▶ [STATED EXERCISE]
Rewrite every line of the records below as a numbered list, and leave out any blank lines.

▶ [EXTRACTED ENTRIES]
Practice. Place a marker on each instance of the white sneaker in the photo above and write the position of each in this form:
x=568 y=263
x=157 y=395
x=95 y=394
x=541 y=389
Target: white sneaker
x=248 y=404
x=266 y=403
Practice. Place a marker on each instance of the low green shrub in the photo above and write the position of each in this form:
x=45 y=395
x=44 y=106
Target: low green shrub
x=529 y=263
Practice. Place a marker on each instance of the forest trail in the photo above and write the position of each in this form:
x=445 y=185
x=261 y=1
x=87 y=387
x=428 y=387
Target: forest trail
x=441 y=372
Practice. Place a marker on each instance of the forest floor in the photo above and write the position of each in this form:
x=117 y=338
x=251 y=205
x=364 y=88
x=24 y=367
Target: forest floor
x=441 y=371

▶ [WRITTEN RESPONSE]
1. Practice. Place a marker on each instance of the white sneaker in the photo above and write the position of each in this form:
2. x=568 y=263
3. x=157 y=395
4. x=95 y=394
5. x=541 y=389
6. Target: white sneaker
7. x=248 y=404
8. x=266 y=403
9. Practice. Place a marker on each instance of the low green shrub in the photo above and write the position of each in this form:
10. x=45 y=395
11. x=44 y=106
12. Target: low green shrub
13. x=529 y=263
14. Practice. Place a marker on each instance of the forest trail in the photo above and write the position of each in this form:
15. x=445 y=185
16. x=261 y=1
17. x=87 y=387
18. x=428 y=387
19. Target: forest trail
20. x=441 y=372
21. Practice. Place a marker on each instance of the forest floor in the photo above and write the position of each in this form:
22. x=117 y=338
23. x=251 y=205
24. x=364 y=88
25. x=24 y=367
26. Target: forest floor
27. x=441 y=371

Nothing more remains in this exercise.